Extract provided
================================
From 16e32455bb8896c0aa72eb21928827ab8a7b312d Mon Sep 17 00:00:00 2001
From: hectorj2f <hectorf@vmware.com>
Date: Thu, 14 Apr 2022 15:46:06 +0200
Subject: [PATCH] chore: add warn when attaching sBOM

Signed-off-by: hectorj2f <hectorf@vmware.com>
---
 cmd/cosign/cli/attach.go | 4 ++++
 1 file changed, 4 insertions(+)

diff --git a/cmd/cosign/cli/attach.go b/cmd/cosign/cli/attach.go
index fbea7b0dc85..99281af7a61 100644
--- a/cmd/cosign/cli/attach.go
+++ b/cmd/cosign/cli/attach.go
@@ -16,6 +16,9 @@
 package cli
 
 import (
+	"fmt"
+	"os"
+
 	"github.com/sigstore/cosign/cmd/cosign/cli/attach"
 	"github.com/sigstore/cosign/cmd/cosign/cli/options"
 	"github.com/spf13/cobra"
@@ -67,6 +70,7 @@ func attachSBOM() *cobra.Command {
 			if err != nil {
 				return err
 			}
+			fmt.Fprintf(os.Stderr, "WARNING: Attaching SBOMs this way does not sign them. If you want to sign them, use 'cosign attest -predicate %s -key <key path>' or 'cosign sign -key <key path> <sbom image>'.\n", o.SBOM)
 			return attach.SBOMCmd(cmd.Context(), o.Registry, o.SBOM, mediaType, args[0])
 		},
 	}
================================
Provided material
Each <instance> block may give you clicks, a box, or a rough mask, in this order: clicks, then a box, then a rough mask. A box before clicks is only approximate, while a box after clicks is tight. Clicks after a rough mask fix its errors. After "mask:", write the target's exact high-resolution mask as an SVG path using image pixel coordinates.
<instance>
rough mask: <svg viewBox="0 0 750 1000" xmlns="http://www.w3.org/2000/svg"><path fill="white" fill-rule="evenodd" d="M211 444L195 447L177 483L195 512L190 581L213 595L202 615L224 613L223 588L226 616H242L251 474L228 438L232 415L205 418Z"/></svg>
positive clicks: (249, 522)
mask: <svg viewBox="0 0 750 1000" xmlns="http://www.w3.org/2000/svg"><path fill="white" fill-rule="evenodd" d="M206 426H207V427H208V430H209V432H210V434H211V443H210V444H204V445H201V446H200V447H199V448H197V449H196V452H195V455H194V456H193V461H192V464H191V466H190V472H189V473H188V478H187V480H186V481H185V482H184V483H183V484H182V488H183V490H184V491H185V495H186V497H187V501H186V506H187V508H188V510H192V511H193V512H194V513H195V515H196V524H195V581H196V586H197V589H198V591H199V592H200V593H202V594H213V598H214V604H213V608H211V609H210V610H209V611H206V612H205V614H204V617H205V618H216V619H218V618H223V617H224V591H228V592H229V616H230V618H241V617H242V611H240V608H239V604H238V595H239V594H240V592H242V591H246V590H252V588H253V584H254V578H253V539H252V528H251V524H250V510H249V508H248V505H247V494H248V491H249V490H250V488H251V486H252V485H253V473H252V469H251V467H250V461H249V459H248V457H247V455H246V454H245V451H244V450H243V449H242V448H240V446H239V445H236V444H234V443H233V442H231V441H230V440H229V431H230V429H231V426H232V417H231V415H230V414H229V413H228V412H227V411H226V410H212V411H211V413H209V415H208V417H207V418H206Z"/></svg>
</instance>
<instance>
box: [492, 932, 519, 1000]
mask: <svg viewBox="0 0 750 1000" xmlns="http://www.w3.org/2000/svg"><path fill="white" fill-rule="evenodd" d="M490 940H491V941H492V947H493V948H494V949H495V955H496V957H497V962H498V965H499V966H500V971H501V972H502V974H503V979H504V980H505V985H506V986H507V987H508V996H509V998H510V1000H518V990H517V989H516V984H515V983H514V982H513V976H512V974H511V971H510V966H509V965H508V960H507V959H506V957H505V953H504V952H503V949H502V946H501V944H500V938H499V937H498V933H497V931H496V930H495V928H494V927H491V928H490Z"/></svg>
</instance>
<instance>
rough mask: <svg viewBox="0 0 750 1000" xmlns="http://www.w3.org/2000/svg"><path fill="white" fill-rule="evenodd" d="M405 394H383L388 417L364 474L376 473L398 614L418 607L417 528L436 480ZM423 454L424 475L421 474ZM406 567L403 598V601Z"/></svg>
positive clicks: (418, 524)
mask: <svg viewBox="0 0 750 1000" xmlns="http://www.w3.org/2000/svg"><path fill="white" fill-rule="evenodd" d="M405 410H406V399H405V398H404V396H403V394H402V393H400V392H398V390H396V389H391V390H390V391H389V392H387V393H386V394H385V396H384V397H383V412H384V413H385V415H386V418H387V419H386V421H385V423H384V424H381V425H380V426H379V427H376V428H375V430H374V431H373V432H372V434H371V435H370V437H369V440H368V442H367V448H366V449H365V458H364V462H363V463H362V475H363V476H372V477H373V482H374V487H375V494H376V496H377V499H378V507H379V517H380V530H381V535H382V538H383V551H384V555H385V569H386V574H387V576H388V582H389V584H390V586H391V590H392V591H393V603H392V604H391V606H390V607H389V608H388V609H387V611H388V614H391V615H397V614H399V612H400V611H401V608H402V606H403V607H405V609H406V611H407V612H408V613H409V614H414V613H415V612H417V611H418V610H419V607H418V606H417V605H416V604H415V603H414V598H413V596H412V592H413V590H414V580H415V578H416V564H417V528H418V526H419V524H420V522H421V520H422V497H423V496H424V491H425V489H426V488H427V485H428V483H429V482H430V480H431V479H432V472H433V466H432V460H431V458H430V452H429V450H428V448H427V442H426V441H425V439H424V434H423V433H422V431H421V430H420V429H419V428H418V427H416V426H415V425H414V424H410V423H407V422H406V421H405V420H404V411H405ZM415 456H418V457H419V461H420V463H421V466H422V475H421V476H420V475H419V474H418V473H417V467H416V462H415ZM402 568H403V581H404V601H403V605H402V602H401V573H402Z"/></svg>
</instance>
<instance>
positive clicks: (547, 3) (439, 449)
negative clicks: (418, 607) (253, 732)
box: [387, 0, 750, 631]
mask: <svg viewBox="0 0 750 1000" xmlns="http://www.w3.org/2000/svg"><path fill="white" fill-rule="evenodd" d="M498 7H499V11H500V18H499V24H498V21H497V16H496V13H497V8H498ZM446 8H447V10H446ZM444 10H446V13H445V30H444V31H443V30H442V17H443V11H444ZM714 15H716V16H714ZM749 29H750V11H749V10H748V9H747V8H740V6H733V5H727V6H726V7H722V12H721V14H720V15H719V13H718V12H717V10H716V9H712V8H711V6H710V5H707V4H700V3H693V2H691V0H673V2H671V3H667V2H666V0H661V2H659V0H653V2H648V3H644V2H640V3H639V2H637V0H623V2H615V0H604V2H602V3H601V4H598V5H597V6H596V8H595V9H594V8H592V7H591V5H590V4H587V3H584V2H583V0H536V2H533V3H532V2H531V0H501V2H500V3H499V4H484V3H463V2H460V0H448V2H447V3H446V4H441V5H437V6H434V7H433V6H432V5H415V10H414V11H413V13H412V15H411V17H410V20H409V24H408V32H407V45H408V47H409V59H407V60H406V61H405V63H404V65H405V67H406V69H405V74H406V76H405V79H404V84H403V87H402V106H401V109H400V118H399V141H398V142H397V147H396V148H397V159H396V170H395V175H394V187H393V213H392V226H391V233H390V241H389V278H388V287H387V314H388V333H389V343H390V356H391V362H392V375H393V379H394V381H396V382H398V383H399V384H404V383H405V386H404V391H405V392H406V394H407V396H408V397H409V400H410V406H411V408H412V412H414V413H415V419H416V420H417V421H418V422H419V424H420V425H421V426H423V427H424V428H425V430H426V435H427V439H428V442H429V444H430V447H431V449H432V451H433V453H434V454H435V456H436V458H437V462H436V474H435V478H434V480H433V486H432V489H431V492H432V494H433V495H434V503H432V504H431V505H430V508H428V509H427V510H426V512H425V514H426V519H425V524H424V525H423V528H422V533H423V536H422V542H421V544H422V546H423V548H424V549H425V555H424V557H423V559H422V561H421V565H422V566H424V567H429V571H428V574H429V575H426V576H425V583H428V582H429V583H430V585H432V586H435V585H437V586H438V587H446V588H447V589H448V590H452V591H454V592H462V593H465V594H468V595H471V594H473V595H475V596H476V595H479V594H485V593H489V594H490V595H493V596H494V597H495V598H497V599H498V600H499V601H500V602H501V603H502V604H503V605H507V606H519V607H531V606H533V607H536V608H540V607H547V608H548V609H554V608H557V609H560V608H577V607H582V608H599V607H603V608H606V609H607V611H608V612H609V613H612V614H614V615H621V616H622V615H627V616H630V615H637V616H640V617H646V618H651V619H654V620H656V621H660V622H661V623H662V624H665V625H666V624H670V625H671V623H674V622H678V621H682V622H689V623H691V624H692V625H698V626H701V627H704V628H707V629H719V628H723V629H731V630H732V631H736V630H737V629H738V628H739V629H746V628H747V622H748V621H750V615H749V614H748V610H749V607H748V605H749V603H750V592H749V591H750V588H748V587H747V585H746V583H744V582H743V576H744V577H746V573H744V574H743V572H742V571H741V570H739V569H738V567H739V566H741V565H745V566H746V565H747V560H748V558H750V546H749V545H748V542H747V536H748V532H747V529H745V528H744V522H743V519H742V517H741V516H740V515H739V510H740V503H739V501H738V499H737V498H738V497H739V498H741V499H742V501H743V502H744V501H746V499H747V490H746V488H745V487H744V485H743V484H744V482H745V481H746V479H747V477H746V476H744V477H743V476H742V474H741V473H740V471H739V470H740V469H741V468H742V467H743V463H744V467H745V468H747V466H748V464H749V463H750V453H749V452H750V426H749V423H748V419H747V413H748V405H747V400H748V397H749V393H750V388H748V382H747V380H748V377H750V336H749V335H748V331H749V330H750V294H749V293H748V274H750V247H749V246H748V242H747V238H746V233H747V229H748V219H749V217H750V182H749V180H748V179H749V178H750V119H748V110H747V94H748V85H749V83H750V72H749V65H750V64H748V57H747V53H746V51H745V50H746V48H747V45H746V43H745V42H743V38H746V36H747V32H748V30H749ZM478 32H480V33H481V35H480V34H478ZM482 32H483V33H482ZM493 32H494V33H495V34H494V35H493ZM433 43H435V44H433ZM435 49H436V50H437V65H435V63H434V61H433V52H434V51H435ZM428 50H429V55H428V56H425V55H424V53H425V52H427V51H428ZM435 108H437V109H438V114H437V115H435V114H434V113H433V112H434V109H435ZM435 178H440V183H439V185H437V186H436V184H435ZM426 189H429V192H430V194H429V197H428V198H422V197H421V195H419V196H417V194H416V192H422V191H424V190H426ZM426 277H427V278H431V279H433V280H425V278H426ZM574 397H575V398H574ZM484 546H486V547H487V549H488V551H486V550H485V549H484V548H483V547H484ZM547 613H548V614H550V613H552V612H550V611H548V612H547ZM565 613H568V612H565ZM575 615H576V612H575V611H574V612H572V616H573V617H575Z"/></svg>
================================
Task details
In the patch that adds the SBOM warning, list every argument passed to attach.SBOMCmd, in order.

Finished exercise
1. cmd.Context()
2. o.Registry
3. o.SBOM
4. mediaType
5. args[0]